======== Tekstfragment ========

ECLI:NL:GHAMS:2014:4330

Gerechtshof Amsterdam

Datum uitspraak
21 oktober 2014
Publicatiedatum
23 oktober 2014
Zaaknummer
200.128.216-01
Instantie
Gerechtshof Amsterdam
Type
Uitspraak
Rechtsgebied
Civiel recht
Procedures
  • Hoger beroep
Vindplaatsen
  • Rechtspraak.nl
AI samenvatting door LexboostAutomatisch gegenereerd

Aansprakelijkheid assurantietussenpersoon bij schadevergoeding en eigen schuld

In deze zaak gaat het om de aansprakelijkheid van een assurantietussenpersoon, AFAB, voor schade die is ontstaan door een vertraging in de uitkering van een verzekeraar, Aegon. De appellant, handelend onder de naam [X], heeft een schadevergoeding geëist van AFAB, omdat hij meent dat de tussenpersoon niet heeft voldaan aan zijn zorgplicht. Het hof heeft vastgesteld dat AFAB niet heeft gecontroleerd of Aegon de benodigde informatie had ontvangen om tot uitkering over te gaan, noch of de schaderekening was goedgekeurd. Hierdoor is de schade als gevolg van de vertraging in de uitbetaling aan de appellant te wijten aan de tekortkomingen van AFAB.

Het hof heeft verder overwogen dat de appellant ook een eigen schuld heeft, omdat hij niet tijdig heeft ontdekt dat hij geen uitkering had ontvangen voor bepaalde schadeposten. De aansprakelijkheid van AFAB is vastgesteld, maar het hof heeft geoordeeld dat de schadeverdeling moet plaatsvinden op basis van de mate van schuld van beide partijen. Uiteindelijk is besloten dat de appellant 65% van de schade vergoed krijgt, terwijl 35% voor zijn eigen rekening komt.

De uitspraak benadrukt de zorgplicht van assurantietussenpersonen en de noodzaak om adequaat te informeren over de afwikkeling van schadeclaims. Het hof heeft de vordering van de appellant deels toegewezen en AFAB veroordeeld tot betaling van een bedrag van € 4.137,76, vermeerderd met wettelijke rente vanaf een bepaalde datum. De kosten van het geding zijn ook aan AFAB opgelegd, aangezien zij grotendeels in het ongelijk zijn gesteld.

======== Aangeleverde invoer ========

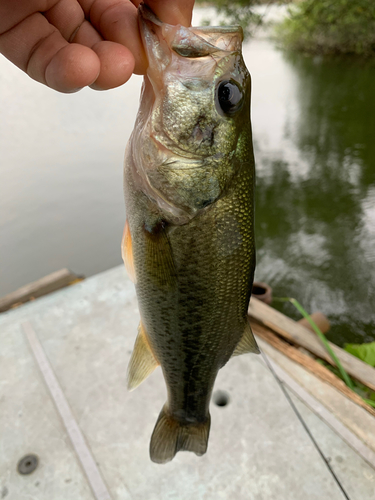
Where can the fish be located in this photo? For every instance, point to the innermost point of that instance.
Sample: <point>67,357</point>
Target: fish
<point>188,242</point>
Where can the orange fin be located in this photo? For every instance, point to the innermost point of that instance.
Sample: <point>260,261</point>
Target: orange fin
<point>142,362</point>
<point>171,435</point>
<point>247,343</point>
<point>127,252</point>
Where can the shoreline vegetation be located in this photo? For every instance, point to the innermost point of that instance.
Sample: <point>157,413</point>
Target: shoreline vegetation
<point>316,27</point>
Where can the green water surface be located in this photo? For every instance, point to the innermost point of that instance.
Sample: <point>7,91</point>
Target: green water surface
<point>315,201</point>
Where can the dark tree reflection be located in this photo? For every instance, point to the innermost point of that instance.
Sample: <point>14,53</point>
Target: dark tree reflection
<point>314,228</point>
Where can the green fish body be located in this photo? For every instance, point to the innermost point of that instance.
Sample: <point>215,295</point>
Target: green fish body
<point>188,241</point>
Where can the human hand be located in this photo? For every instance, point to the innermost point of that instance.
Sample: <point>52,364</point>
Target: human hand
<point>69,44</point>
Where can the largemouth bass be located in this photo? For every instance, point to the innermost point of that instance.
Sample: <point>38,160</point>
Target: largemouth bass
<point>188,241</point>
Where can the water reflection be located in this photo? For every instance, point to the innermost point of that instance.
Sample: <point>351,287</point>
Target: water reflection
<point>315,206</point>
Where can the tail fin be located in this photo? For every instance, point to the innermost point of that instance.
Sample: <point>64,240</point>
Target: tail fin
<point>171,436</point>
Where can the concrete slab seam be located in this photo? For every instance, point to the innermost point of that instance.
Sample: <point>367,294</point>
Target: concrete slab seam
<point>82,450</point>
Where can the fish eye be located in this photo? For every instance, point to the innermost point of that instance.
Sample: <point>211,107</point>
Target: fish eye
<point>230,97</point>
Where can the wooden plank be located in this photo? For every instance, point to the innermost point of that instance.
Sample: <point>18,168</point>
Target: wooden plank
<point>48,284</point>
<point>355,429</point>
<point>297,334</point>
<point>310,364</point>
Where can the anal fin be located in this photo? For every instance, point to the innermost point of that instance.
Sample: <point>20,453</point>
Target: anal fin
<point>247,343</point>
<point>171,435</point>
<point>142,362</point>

========
======== Aangeleverde invoer ========

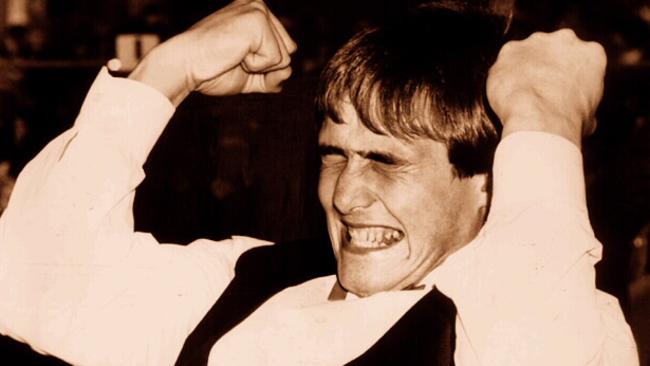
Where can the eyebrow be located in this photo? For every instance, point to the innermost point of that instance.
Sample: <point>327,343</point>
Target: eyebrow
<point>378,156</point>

========

■ **Opdracht A**:
Geef uit het tekstfragment letterlijk het stuk terug dat begint bij "Het hof heeft verder" en doorloopt tot en met "eigen rekening komt.".
■ **Opdracht B**:
Stel per bewering vast of die strookt met het tekstfragment. Antwoord telkens met ja of nee en citeer letterlijk de woorden uit het tekstfragment die de doorslag geven.
(i) De appellant krijgt 65% van de schade vergoed.
(ii) De kosten van het geding worden tussen beide partijen verdeeld.
(iii) AFAB heeft gecontroleerd of de schaderekening was goedgekeurd.

■ **Antwoord A**:
Het hof heeft verder overwogen dat de appellant ook een eigen schuld heeft, omdat hij niet tijdig heeft ontdekt dat hij geen uitkering had ontvangen voor bepaalde schadeposten. De aansprakelijkheid van AFAB is vastgesteld, maar het hof heeft geoordeeld dat de schadeverdeling moet plaatsvinden op basis van de mate van schuld van beide partijen. Uiteindelijk is besloten dat de appellant 65% van de schade vergoed krijgt, terwijl 35% voor zijn eigen rekening komt.

■ **Antwoord B**:
(i) Ja: "Uiteindelijk is besloten dat de appellant 65% van de schade vergoed krijgt, terwijl 35% voor zijn eigen rekening komt."
(ii) Nee: "De kosten van het geding zijn ook aan AFAB opgelegd, aangezien zij grotendeels in het ongelijk zijn gesteld."
(iii) Nee: "Het hof heeft vastgesteld dat AFAB niet heeft gecontroleerd of Aegon de benodigde informatie had ontvangen om tot uitkering over te gaan, noch of de schaderekening was goedgekeurd."